**REQUIRED ACTION:**
Search the lines of the records for the word "table", and copy every line that has it.

── SOURCE INFORMATION

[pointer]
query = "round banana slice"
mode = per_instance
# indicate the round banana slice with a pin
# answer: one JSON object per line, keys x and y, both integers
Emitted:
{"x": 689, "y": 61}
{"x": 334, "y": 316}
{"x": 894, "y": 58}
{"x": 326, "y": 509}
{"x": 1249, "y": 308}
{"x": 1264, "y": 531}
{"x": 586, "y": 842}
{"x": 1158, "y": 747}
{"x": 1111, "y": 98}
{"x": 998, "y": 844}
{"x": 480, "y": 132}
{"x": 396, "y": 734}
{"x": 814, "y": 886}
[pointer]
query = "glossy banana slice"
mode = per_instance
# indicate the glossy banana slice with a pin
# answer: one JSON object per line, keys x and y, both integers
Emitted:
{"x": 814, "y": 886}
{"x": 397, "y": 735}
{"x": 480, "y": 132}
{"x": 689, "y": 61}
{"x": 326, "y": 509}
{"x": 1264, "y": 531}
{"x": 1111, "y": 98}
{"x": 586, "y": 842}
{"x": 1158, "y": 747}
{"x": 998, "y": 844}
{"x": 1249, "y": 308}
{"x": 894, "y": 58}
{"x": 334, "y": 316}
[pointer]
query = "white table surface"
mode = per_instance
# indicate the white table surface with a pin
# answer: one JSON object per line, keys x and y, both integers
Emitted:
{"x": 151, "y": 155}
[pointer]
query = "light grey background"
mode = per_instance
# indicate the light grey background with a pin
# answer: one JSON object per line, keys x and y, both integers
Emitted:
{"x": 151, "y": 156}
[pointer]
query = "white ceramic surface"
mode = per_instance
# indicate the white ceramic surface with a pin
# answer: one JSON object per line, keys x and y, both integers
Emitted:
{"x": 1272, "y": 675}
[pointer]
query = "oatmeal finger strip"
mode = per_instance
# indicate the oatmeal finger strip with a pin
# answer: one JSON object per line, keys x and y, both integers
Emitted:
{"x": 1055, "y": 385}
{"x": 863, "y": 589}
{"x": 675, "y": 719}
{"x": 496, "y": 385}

────

**ANSWER SPACE:**
query = "white table surface"
# indicate the white table surface with a pin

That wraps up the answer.